本文抜粋 =>
-*-*-

こんにちは、島本薫です。落ち葉がかさこそ鳴る季節になりましたね。
毎年11月は「児童虐待防止推進月間」。
わたしはこの言葉を聞くと思い出す、ある胸の痛む経験があります。
もうずっと前のことですが、近所ですさまじい子どもの泣き声が響いたことがありました。そのときわたしがどうしたか、まずはそこからお話しましょう。
■突然、子どもの悲鳴と泣き声が響いてきた
それはまだ、携帯電話がただの電話でしかなかった頃のこと。その日はたまたま前の仕事が早く終わり、わたしは午後もまだ早いうちに帰宅しました。
ものわかりのいい上司に感謝しつつ、自宅の鍵をあけようとしたとき――どこからか、子どものすさまじい泣き声が響いてきたのです。
そのころ、時折マンションのどこかで子どもの異様な泣き声が響くことがあって、気になっていたのですが、その日の泣き声は日頃聞いていたのとはまるで違いました。
泣き声というより、悲鳴。追い詰められた小さな動物の叫び声のようでした。
泣き叫ぶ声に混じって、吠えるような怒鳴り声。ただ、何と言っているのか、どこから声がするのか、さっぱりわかりません。
逃げるように家に入っても泣き声はやまず、ひどくなるばかり。いたたまれなくなって、外の空気でも吸おうとベランダのドアを開けた瞬間、泣き声が大きく響き渡りました。そして、どの部屋で泣き声がしているのか、ハッキリわかったのです。
■「すぐに通報しなさい。その間に何かあったらどうするの」
天気のいい日だったので、その家でもベランダ側の窓をあけていたのでしょうね。響き渡る泣き声を聞きとめた人は、わたしだけではありませんでした。
向かいのマンションでも、何人もがベランダに出て不安げな顔をのぞかせています。下を見れば、道行く人が皆顔を上げて声のするほうを見ています。ピザの配達の人まで、ちらちら上を見ながらバイクを走らせていきました。
それほどの泣き声であり、怒鳴り声だったのです。
わたしはもうどうしたらいいかわからなくなり、母に電話して泣きつきました。
「子どもの悲鳴と泣き声が、もう20分以上も続いてるの……」。母は即座に返事しました。
「あなた、すぐ警察に電話しなさい」
……え、でも、そんな大ごとに……。ためらうわたしに、警察はこういうときにあるものです、と言い切る母。じゃあ、番号案内で最寄りの交番の番号を調べて……。ぐずぐず言うわたしに、母はこう言いました。
「いいから110番なさい。番号なんか調べてる間に何かあったらどうするの」

-*-*-

課題 =>
本文をもとに、次の問いに答えよ。
1. 毎年11月は何の月間とされているか。
2. 泣き声がどの部屋からしているのか筆者がはっきりわかったのは、何をした瞬間か。
3. 筆者は母に電話したとき、子どもの悲鳴と泣き声がどれくらい続いていると伝えたか。
記録はこの課題の解答には一切関わらない。

記録 =>
-*-*-

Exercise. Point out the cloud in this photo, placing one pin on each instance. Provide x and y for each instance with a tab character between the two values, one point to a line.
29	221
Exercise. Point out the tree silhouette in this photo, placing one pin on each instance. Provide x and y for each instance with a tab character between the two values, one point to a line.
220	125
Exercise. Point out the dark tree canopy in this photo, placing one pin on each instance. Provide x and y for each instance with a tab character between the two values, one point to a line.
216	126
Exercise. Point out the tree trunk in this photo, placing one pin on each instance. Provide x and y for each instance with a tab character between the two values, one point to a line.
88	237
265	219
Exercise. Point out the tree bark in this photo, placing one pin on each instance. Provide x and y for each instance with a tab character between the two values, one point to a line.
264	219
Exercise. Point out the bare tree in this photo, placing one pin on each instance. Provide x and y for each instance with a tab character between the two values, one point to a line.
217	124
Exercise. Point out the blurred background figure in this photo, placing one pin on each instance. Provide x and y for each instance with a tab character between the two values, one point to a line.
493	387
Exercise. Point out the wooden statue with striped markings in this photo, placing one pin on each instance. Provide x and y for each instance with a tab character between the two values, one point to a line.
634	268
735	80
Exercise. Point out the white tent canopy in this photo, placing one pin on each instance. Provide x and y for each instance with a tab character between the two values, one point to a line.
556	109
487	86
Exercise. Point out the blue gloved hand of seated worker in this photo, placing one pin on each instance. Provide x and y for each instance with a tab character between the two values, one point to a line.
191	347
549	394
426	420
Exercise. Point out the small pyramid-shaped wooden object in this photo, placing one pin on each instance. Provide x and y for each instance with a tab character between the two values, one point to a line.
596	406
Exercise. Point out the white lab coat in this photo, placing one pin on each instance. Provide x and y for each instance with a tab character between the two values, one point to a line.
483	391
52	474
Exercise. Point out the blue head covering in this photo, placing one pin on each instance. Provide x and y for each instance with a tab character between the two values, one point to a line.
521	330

-*-*-

解答 =>
1. 毎年11月は「児童虐待防止推進月間」である。
2. ベランダのドアを開けた瞬間である。
3. もう20分以上続いていると伝えた。